> _Your goal_
Copy the records from the line with "Annotate the black high-top" through the end, changing "blue jeans" to "denim trousers" and leaving everything else as it is.

[Dataset excerpts on object pointing]
───
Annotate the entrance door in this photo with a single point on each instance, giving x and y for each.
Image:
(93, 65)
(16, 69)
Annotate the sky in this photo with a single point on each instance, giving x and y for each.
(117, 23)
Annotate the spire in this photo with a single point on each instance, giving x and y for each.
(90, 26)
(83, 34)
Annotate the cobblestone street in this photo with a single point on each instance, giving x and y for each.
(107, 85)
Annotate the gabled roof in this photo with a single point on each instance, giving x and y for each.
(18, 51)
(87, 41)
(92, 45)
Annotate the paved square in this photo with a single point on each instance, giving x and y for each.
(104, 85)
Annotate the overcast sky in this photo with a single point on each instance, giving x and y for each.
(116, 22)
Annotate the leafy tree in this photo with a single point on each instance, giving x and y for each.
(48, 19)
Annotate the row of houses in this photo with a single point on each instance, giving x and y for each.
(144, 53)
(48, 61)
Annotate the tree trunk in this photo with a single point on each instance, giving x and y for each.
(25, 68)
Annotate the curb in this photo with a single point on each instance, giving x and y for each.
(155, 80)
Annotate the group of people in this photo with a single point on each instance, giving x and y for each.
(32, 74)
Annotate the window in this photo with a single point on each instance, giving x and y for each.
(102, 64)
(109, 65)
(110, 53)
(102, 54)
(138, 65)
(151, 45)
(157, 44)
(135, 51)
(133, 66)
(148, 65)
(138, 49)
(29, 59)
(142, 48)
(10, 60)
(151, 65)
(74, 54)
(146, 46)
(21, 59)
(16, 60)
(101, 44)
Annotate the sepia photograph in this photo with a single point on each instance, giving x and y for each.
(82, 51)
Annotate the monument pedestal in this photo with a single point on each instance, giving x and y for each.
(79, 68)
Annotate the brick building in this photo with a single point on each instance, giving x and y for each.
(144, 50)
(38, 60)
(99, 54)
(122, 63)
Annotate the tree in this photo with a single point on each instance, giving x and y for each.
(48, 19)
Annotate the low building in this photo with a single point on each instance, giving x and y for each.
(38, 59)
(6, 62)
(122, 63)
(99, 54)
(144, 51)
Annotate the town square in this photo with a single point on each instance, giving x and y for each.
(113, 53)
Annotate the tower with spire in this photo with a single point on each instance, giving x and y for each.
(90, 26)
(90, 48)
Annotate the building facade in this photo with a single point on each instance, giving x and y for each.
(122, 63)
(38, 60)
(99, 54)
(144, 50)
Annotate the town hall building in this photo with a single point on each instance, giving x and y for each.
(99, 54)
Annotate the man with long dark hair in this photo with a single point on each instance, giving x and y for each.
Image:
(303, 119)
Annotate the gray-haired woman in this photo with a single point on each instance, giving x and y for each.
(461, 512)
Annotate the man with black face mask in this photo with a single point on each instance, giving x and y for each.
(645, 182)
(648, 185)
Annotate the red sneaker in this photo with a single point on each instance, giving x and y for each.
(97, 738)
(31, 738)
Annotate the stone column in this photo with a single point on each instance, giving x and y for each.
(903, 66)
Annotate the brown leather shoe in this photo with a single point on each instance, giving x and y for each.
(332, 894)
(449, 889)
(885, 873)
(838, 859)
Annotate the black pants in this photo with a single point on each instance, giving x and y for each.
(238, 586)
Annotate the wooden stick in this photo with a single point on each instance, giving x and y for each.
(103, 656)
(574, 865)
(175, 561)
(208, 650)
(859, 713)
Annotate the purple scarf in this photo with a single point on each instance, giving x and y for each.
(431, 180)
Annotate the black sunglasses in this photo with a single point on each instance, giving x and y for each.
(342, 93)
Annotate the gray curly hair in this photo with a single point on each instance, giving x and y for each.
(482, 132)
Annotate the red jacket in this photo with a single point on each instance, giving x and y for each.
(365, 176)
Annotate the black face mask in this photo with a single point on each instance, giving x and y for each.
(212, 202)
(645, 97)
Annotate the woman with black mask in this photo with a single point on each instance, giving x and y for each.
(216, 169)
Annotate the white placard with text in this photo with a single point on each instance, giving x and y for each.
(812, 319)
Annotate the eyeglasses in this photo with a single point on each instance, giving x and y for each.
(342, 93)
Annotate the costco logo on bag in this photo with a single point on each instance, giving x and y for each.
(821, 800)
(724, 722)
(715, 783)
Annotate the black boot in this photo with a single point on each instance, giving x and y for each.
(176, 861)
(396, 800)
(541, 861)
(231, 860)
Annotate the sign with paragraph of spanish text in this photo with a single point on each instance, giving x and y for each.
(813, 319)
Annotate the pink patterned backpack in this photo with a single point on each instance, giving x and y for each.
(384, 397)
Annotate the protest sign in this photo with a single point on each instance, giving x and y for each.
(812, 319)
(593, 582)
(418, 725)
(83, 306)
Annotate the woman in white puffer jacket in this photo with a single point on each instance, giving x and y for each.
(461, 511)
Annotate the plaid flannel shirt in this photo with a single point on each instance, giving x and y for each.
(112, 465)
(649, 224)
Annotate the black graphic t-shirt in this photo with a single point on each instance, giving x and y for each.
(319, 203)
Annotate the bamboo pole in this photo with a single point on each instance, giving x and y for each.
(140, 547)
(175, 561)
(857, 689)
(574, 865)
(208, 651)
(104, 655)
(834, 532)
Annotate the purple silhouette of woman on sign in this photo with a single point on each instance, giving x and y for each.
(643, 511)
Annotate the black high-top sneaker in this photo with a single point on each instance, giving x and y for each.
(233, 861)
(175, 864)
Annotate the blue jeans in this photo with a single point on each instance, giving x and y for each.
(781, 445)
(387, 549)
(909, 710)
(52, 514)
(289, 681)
───
> _Answer to this exercise_
Annotate the black high-top sneaker in this photo with a single point on each instance, giving x and y for each.
(233, 861)
(175, 864)
Annotate the denim trousers in this photo with a single point on each instance, giving x and y for each.
(781, 445)
(387, 549)
(909, 710)
(52, 514)
(289, 681)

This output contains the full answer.